Data extracted from a collection:

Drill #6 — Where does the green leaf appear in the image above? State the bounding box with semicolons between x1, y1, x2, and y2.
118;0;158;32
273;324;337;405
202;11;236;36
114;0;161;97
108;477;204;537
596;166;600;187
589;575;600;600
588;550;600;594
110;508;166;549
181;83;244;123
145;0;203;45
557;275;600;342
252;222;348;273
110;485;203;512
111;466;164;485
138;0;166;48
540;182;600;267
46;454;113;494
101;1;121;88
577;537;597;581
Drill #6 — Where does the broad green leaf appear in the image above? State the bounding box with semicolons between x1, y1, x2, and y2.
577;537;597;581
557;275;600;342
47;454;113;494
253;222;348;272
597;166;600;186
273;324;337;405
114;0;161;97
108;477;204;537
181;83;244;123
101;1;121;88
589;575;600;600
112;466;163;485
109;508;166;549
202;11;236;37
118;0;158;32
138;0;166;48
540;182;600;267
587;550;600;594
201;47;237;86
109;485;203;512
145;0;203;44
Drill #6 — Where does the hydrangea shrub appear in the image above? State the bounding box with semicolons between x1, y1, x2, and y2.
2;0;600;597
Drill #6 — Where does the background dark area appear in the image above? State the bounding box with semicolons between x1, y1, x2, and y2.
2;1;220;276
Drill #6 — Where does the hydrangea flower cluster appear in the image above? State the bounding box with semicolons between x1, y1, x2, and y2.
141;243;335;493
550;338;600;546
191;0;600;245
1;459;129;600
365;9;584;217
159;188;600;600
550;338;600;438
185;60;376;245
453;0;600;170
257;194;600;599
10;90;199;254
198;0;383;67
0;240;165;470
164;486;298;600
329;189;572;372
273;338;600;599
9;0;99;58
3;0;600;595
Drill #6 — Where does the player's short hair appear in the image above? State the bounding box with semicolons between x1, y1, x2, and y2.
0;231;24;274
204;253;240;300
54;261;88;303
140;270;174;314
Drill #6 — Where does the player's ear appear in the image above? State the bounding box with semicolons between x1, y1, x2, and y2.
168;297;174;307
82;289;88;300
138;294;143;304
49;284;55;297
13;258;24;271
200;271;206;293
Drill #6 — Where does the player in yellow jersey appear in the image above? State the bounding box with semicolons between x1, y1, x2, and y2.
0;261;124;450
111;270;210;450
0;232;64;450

> Task
Beginning with the line that contains "Drill #6 — Where does the player in" and ending with the last line of the data above, return those lines exactly and nothing else.

> Output of the task
Drill #6 — Where does the player in yellow jersey appear in the image above? State the bounding box with semicolons between x1, y1, x2, and y2.
0;261;124;450
111;270;210;450
0;232;64;450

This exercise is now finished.